→ WHAT THE TASK ASKS:
Please restate each entry below, word for word.

═════ DATA ═════

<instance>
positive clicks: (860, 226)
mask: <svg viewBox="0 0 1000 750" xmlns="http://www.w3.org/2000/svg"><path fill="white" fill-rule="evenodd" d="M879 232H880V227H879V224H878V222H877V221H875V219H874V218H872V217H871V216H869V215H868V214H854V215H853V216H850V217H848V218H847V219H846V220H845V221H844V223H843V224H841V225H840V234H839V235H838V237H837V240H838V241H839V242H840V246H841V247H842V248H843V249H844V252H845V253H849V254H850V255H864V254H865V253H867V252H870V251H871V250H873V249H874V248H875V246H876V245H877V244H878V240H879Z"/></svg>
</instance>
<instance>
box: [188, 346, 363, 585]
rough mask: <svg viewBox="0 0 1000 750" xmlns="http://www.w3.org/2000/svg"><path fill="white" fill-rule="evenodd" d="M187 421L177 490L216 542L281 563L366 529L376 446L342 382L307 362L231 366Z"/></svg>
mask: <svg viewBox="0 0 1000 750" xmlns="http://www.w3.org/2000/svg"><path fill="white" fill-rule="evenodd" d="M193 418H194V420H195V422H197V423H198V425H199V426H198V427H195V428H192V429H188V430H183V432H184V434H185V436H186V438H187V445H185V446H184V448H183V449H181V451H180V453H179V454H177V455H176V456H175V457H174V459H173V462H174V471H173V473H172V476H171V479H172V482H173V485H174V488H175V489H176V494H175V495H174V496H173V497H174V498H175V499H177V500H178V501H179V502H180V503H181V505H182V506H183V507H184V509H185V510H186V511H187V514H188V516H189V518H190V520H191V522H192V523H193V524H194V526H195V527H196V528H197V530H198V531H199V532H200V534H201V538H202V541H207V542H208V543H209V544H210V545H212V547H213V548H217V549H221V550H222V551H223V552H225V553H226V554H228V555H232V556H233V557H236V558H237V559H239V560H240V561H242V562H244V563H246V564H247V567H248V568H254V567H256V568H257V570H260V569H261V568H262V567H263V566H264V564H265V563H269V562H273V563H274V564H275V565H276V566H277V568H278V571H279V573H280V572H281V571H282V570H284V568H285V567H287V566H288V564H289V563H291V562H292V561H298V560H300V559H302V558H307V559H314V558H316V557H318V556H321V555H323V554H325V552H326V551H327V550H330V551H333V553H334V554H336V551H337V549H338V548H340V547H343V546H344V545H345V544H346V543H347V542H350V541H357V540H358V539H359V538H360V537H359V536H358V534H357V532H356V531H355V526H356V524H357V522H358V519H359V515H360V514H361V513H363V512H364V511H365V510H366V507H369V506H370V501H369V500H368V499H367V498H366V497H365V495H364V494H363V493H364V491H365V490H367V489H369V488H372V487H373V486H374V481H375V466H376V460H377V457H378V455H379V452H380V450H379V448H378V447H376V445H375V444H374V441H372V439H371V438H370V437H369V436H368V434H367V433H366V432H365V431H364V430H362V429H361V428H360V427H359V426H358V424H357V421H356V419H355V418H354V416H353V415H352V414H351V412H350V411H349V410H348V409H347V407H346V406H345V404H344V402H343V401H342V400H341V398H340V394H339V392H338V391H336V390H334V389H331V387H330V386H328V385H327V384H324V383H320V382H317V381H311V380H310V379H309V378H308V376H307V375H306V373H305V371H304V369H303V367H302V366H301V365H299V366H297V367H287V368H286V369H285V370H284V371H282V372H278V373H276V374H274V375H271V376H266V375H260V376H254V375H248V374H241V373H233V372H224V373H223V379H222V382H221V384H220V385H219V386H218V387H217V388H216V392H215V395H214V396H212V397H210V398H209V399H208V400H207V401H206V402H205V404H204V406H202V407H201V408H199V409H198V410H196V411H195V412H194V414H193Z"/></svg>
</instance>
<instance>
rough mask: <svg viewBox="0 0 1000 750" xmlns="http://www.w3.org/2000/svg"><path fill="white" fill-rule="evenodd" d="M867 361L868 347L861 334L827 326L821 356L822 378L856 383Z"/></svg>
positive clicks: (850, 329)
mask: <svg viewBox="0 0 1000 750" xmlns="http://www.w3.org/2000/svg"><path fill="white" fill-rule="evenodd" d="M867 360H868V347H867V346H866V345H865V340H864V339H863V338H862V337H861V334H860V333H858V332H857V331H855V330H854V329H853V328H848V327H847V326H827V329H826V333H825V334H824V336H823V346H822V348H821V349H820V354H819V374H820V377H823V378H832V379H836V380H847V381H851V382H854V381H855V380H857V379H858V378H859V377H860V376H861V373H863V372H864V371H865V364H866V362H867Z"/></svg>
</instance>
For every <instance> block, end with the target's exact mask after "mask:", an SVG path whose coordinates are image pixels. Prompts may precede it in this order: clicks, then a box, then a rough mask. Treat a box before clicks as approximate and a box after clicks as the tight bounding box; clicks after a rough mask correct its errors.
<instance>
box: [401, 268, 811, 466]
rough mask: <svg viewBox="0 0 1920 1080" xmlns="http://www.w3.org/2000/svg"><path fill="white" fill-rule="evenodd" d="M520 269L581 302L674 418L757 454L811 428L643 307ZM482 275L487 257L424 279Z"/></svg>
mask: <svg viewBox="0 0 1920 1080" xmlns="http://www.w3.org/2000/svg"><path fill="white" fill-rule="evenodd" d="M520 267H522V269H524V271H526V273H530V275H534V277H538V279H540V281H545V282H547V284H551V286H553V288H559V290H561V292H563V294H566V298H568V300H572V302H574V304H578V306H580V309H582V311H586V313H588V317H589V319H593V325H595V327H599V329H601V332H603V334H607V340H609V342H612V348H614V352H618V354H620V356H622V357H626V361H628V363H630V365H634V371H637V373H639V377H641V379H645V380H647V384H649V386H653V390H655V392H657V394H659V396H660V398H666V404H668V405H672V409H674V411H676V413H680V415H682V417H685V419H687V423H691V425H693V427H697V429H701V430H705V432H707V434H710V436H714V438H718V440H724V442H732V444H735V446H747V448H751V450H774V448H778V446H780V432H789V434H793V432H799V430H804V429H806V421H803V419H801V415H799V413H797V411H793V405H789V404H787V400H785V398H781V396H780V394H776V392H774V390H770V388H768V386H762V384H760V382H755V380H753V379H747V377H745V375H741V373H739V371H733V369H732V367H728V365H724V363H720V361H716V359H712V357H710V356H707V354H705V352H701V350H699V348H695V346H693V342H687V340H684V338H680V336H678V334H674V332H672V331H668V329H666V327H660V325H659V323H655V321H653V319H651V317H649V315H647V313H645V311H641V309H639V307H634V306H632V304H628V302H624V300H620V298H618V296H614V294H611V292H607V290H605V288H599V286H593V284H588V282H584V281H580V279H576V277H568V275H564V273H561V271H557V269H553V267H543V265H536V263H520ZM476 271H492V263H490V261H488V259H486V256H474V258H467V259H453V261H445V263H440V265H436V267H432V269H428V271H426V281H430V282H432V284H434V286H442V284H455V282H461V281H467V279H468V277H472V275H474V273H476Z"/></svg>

═════

→ SOLUTION TO THE EXERCISE:
<instance>
positive clicks: (860, 226)
mask: <svg viewBox="0 0 1000 750" xmlns="http://www.w3.org/2000/svg"><path fill="white" fill-rule="evenodd" d="M879 232H880V227H879V224H878V222H877V221H875V219H874V218H872V217H871V216H869V215H868V214H854V215H853V216H850V217H848V218H847V219H846V220H845V221H844V223H843V224H841V225H840V234H839V235H838V237H837V240H838V241H839V242H840V246H841V247H842V248H843V249H844V252H845V253H849V254H850V255H864V254H865V253H867V252H870V251H871V250H873V249H874V248H875V246H876V245H877V244H878V240H879Z"/></svg>
</instance>
<instance>
box: [188, 346, 363, 585]
rough mask: <svg viewBox="0 0 1000 750" xmlns="http://www.w3.org/2000/svg"><path fill="white" fill-rule="evenodd" d="M187 421L177 490L216 542L281 563L366 529L376 446L342 382L307 362L231 366Z"/></svg>
mask: <svg viewBox="0 0 1000 750" xmlns="http://www.w3.org/2000/svg"><path fill="white" fill-rule="evenodd" d="M193 418H194V420H195V422H197V423H198V425H199V426H198V427H195V428H192V429H188V430H183V432H184V434H185V436H186V438H187V445H185V446H184V448H183V449H181V451H180V453H179V454H177V455H176V456H175V457H174V459H173V462H174V471H173V473H172V476H171V479H172V482H173V485H174V488H175V489H176V494H175V495H174V496H173V497H174V498H175V499H177V500H178V501H179V502H180V503H181V505H182V506H183V507H184V509H185V510H186V511H187V514H188V516H189V518H190V520H191V522H192V523H193V524H194V526H195V527H196V528H197V530H198V531H199V532H200V534H201V538H202V541H207V542H208V543H209V544H210V545H212V547H213V548H217V549H221V550H222V551H223V552H225V553H226V554H228V555H232V556H233V557H236V558H237V559H239V560H240V561H242V562H244V563H246V564H247V567H248V568H254V567H256V568H257V570H260V569H261V568H262V567H263V566H264V564H265V563H269V562H273V563H274V564H275V565H276V566H277V568H278V571H279V573H280V572H281V571H282V570H284V568H285V567H287V566H288V564H289V563H291V562H292V561H298V560H300V559H302V558H307V559H314V558H316V557H318V556H321V555H323V554H325V552H326V551H327V550H330V551H333V553H334V554H336V551H337V549H338V548H340V547H343V546H344V545H345V544H346V543H347V542H350V541H357V540H358V539H359V538H360V537H359V536H358V534H357V532H356V531H355V526H356V524H357V522H358V519H359V515H360V514H361V513H363V512H364V511H365V510H366V507H369V506H370V501H369V500H368V499H367V498H366V497H365V495H364V494H363V493H364V491H365V490H367V489H369V488H372V487H373V486H374V481H375V466H376V460H377V457H378V455H379V452H380V450H379V448H378V447H376V445H375V444H374V441H372V439H371V438H370V437H369V436H368V434H367V433H366V432H365V431H364V430H362V429H361V428H360V427H359V426H358V424H357V421H356V419H355V418H354V416H353V415H352V414H351V412H350V411H349V410H348V409H347V407H346V406H345V404H344V402H343V401H342V400H341V398H340V394H339V392H338V391H336V390H334V389H331V387H330V386H328V385H327V384H324V383H320V382H317V381H311V380H310V379H309V378H308V376H307V375H306V373H305V371H304V369H303V367H302V366H301V365H299V366H297V367H287V368H286V369H285V370H284V371H282V372H278V373H276V374H274V375H271V376H266V375H260V376H254V375H248V374H241V373H233V372H224V373H223V379H222V382H221V384H220V385H219V386H218V387H217V388H216V392H215V395H214V396H212V397H210V398H209V399H208V400H207V401H206V402H205V404H204V406H202V407H201V408H199V409H198V410H196V411H195V412H194V414H193Z"/></svg>
</instance>
<instance>
rough mask: <svg viewBox="0 0 1000 750" xmlns="http://www.w3.org/2000/svg"><path fill="white" fill-rule="evenodd" d="M867 361L868 347L861 334L827 326L821 356L822 378L856 383Z"/></svg>
positive clicks: (850, 329)
mask: <svg viewBox="0 0 1000 750" xmlns="http://www.w3.org/2000/svg"><path fill="white" fill-rule="evenodd" d="M867 360H868V347H867V346H866V345H865V340H864V339H863V338H862V337H861V334H860V333H858V332H857V331H855V330H854V329H853V328H848V327H847V326H827V329H826V333H825V334H824V336H823V346H822V348H821V349H820V354H819V374H820V377H823V378H832V379H836V380H847V381H851V382H854V381H855V380H857V379H858V378H859V377H860V376H861V373H863V372H864V371H865V364H866V362H867Z"/></svg>
</instance>
For every <instance> block, end with the target's exact mask after "mask:", an SVG path whose coordinates are image pixels. Prompts may precede it in this order: clicks, then a box, then a rough mask. Treat a box before clicks as approximate and a box after clicks as the tight bounding box; clicks after a rough mask correct its errors.
<instance>
box: [401, 268, 811, 466]
rough mask: <svg viewBox="0 0 1920 1080" xmlns="http://www.w3.org/2000/svg"><path fill="white" fill-rule="evenodd" d="M520 269L581 302L674 418L757 454L811 428L643 307ZM482 275L487 257L424 279Z"/></svg>
mask: <svg viewBox="0 0 1920 1080" xmlns="http://www.w3.org/2000/svg"><path fill="white" fill-rule="evenodd" d="M520 267H522V269H524V271H526V273H530V275H534V277H538V279H540V281H545V282H547V284H551V286H553V288H559V290H561V292H563V294H566V298H568V300H572V302H574V304H578V306H580V309H582V311H586V313H588V317H589V319H593V325H595V327H599V329H601V332H603V334H607V340H609V342H612V348H614V352H618V354H620V356H622V357H626V361H628V363H630V365H634V371H637V373H639V377H641V379H645V380H647V384H649V386H653V390H655V392H657V394H659V396H660V398H666V404H668V405H672V409H674V411H676V413H680V415H682V417H685V419H687V423H691V425H693V427H697V429H701V430H705V432H707V434H710V436H714V438H718V440H724V442H732V444H735V446H747V448H751V450H774V448H778V446H780V432H789V434H793V432H799V430H804V429H806V421H803V419H801V415H799V413H797V411H793V405H789V404H787V400H785V398H781V396H780V394H776V392H774V390H770V388H768V386H762V384H760V382H755V380H753V379H747V377H745V375H741V373H739V371H733V369H732V367H728V365H724V363H720V361H716V359H712V357H710V356H707V354H705V352H701V350H699V348H695V346H693V342H687V340H684V338H680V336H678V334H674V332H672V331H668V329H666V327H660V325H659V323H655V321H653V319H651V317H649V315H647V313H645V311H641V309H639V307H634V306H632V304H628V302H624V300H620V298H618V296H614V294H611V292H607V290H605V288H599V286H593V284H588V282H584V281H580V279H576V277H568V275H564V273H561V271H557V269H553V267H543V265H536V263H520ZM476 271H492V263H490V261H488V259H486V256H474V258H467V259H453V261H445V263H440V265H436V267H432V269H428V271H426V281H430V282H432V284H434V286H442V284H455V282H461V281H467V279H468V277H472V275H474V273H476Z"/></svg>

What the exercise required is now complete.